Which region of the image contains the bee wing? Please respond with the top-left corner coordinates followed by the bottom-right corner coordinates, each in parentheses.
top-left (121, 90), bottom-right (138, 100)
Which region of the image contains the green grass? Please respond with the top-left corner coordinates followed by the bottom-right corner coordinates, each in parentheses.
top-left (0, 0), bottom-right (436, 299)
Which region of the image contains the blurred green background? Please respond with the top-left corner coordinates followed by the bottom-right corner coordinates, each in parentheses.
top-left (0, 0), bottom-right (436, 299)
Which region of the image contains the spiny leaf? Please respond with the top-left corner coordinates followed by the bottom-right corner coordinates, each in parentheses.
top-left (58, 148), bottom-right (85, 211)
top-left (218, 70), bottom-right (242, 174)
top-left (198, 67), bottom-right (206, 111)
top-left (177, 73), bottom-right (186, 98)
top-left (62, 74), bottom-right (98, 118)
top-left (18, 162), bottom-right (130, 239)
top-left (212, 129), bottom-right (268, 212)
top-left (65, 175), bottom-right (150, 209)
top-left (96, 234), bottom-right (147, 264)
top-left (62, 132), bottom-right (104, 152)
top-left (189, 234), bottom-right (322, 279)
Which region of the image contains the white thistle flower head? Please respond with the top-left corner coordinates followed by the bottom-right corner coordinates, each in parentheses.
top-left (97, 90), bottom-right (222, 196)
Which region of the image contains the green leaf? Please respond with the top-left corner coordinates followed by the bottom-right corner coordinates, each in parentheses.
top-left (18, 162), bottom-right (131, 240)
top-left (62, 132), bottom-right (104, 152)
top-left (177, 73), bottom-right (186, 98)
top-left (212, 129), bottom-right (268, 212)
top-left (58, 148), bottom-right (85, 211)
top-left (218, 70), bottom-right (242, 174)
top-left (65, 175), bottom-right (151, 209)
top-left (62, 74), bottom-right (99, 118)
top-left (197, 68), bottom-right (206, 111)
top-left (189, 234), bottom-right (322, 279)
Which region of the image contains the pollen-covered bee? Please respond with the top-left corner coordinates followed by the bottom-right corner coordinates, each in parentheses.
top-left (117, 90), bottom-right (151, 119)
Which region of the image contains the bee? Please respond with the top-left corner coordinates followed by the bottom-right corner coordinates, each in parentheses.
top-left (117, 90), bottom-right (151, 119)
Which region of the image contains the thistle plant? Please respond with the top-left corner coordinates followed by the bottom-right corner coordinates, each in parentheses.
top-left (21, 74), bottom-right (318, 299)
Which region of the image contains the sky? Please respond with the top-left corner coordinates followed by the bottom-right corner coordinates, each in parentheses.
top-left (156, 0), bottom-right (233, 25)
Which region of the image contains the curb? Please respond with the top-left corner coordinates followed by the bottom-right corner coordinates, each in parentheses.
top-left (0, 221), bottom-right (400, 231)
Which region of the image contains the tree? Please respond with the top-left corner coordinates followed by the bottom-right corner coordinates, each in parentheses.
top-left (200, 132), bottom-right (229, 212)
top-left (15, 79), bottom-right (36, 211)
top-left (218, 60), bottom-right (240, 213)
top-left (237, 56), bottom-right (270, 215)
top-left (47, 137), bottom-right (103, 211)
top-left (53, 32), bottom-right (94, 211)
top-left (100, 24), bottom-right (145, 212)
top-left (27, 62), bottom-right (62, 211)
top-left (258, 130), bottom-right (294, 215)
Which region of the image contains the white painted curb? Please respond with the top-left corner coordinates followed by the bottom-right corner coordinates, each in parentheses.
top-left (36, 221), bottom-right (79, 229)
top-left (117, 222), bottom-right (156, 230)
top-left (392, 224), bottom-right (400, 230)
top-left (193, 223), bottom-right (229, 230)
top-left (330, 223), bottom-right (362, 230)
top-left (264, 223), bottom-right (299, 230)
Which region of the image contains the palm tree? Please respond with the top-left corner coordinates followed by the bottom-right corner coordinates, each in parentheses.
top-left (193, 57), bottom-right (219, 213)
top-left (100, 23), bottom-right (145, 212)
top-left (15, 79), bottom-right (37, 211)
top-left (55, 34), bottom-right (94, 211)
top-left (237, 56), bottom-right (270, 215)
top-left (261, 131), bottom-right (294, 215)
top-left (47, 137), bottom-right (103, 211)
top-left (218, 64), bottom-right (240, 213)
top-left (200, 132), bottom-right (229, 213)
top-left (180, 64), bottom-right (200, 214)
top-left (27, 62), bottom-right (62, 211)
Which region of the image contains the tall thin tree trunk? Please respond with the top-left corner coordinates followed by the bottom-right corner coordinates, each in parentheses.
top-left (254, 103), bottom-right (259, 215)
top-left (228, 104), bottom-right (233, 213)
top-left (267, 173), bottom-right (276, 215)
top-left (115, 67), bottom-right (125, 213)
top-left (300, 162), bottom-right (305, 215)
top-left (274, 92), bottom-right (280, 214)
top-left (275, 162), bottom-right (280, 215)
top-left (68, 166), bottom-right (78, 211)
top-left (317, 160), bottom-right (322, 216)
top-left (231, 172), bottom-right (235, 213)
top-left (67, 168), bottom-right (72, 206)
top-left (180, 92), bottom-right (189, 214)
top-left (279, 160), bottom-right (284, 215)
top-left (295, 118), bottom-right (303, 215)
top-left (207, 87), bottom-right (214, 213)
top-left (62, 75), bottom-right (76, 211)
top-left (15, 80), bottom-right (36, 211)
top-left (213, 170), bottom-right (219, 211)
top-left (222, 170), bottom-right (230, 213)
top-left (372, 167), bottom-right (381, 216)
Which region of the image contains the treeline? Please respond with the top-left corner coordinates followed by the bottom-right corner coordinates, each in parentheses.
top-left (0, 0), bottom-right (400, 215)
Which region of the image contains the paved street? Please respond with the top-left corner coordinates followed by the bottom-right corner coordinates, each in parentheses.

▶ [TASK]:
Swap every occurrence of "Please respond with" in the lines above for "Please reply with", leaving everything else in the lines unchanged.

▶ [IN RESPONSE]:
Which region of the image contains the bee wing? Please reply with the top-left corner coordinates followed by the bottom-right corner coordinates, each in parentheses.
top-left (121, 90), bottom-right (138, 100)
Which region of the image contains the green grass? Please reply with the top-left corner coordinates followed by the bottom-right corner coordinates, each in parentheses.
top-left (0, 0), bottom-right (436, 299)
Which region of the image contains the blurred green background? Please reply with the top-left corner coordinates followed by the bottom-right corner coordinates, each in parentheses.
top-left (0, 0), bottom-right (436, 299)
Which region of the image contains the spiny leaf? Please reply with the top-left corner coordinates followed by the bottom-right corner coordinates, each in parentheses.
top-left (58, 148), bottom-right (85, 211)
top-left (218, 70), bottom-right (242, 174)
top-left (198, 67), bottom-right (206, 111)
top-left (177, 73), bottom-right (186, 98)
top-left (62, 74), bottom-right (98, 118)
top-left (18, 162), bottom-right (130, 239)
top-left (212, 129), bottom-right (268, 212)
top-left (65, 175), bottom-right (150, 209)
top-left (96, 234), bottom-right (147, 264)
top-left (62, 132), bottom-right (104, 152)
top-left (189, 234), bottom-right (322, 279)
Which region of the image contains the white thistle flower head? Please reply with the top-left corner coordinates followed by the bottom-right corner coordinates, each in parentheses.
top-left (97, 90), bottom-right (222, 196)
Which region of the image contains the green leaf? Please reply with the top-left corner coordinates followed by the bottom-right corner coordinates, each in parentheses.
top-left (18, 162), bottom-right (131, 240)
top-left (62, 132), bottom-right (104, 152)
top-left (177, 73), bottom-right (186, 98)
top-left (212, 129), bottom-right (268, 212)
top-left (58, 148), bottom-right (85, 211)
top-left (218, 70), bottom-right (242, 174)
top-left (65, 175), bottom-right (151, 209)
top-left (62, 74), bottom-right (99, 118)
top-left (197, 68), bottom-right (206, 111)
top-left (189, 234), bottom-right (322, 279)
Which region of the image contains the pollen-covered bee? Please reply with the top-left corner coordinates followed by the bottom-right corner coordinates, each in parentheses.
top-left (117, 90), bottom-right (151, 119)
Which region of the image contains the bee? Please reply with the top-left corner coordinates followed by the bottom-right corner coordinates, each in parentheses.
top-left (117, 90), bottom-right (151, 119)
Which region of the image contains the thistle plant? Please reply with the top-left corner coordinates followed by the bottom-right corner coordinates, each in parentheses.
top-left (21, 74), bottom-right (318, 299)
Which region of the image contains the sky? Please reply with the top-left corner coordinates followed by the bottom-right corner coordinates, each in parentheses.
top-left (156, 0), bottom-right (233, 25)
Which region of the image contains the curb? Please reply with the top-left corner coordinates followed by the bottom-right corner coordinates, each in parentheses.
top-left (0, 221), bottom-right (400, 231)
Which region of the image contains the tree? Please reply with the top-left corner coordinates followed by the bottom-right corner coordinates, each in parentheses.
top-left (200, 132), bottom-right (229, 212)
top-left (15, 79), bottom-right (36, 211)
top-left (218, 60), bottom-right (240, 213)
top-left (237, 56), bottom-right (270, 215)
top-left (47, 137), bottom-right (103, 211)
top-left (53, 32), bottom-right (94, 211)
top-left (100, 24), bottom-right (145, 212)
top-left (27, 62), bottom-right (62, 211)
top-left (258, 130), bottom-right (294, 215)
Which region of the image contains the white painted curb? Please reply with the top-left corner coordinates followed by the bottom-right corner coordinates, each in parentheses.
top-left (36, 221), bottom-right (79, 229)
top-left (117, 222), bottom-right (156, 230)
top-left (392, 224), bottom-right (400, 230)
top-left (193, 223), bottom-right (229, 230)
top-left (330, 223), bottom-right (362, 230)
top-left (264, 223), bottom-right (299, 230)
Which region of the image contains the palm tree? Please reply with the top-left corner coordinates followed by the bottom-right corner coordinates, each in parentheses.
top-left (193, 57), bottom-right (219, 213)
top-left (100, 23), bottom-right (145, 212)
top-left (15, 79), bottom-right (37, 211)
top-left (55, 34), bottom-right (94, 211)
top-left (237, 56), bottom-right (270, 215)
top-left (261, 131), bottom-right (294, 215)
top-left (47, 137), bottom-right (103, 211)
top-left (218, 64), bottom-right (240, 213)
top-left (200, 132), bottom-right (229, 213)
top-left (180, 64), bottom-right (200, 214)
top-left (27, 62), bottom-right (62, 211)
Which region of the image contains the tall thin tree trunk? Please reply with the top-left corner coordinates followed by the bottom-right corner coordinates, each in parentheses.
top-left (254, 103), bottom-right (259, 215)
top-left (228, 104), bottom-right (233, 213)
top-left (267, 173), bottom-right (276, 215)
top-left (115, 67), bottom-right (125, 213)
top-left (300, 162), bottom-right (305, 215)
top-left (274, 92), bottom-right (280, 214)
top-left (275, 162), bottom-right (280, 215)
top-left (68, 166), bottom-right (78, 211)
top-left (317, 160), bottom-right (322, 216)
top-left (231, 172), bottom-right (235, 213)
top-left (67, 168), bottom-right (72, 206)
top-left (180, 92), bottom-right (189, 214)
top-left (279, 160), bottom-right (284, 215)
top-left (295, 118), bottom-right (303, 215)
top-left (207, 87), bottom-right (214, 213)
top-left (62, 75), bottom-right (76, 211)
top-left (15, 80), bottom-right (36, 211)
top-left (213, 170), bottom-right (219, 211)
top-left (222, 170), bottom-right (230, 213)
top-left (372, 167), bottom-right (381, 216)
Which region of the image contains the treeline? Please reply with the top-left corner coordinates followed by the bottom-right corner coordinates, each in parentheses.
top-left (0, 0), bottom-right (400, 215)
Which region of the image contains the paved street? Please reply with the top-left corner coordinates followed by the bottom-right corner coordinates, each in parentheses.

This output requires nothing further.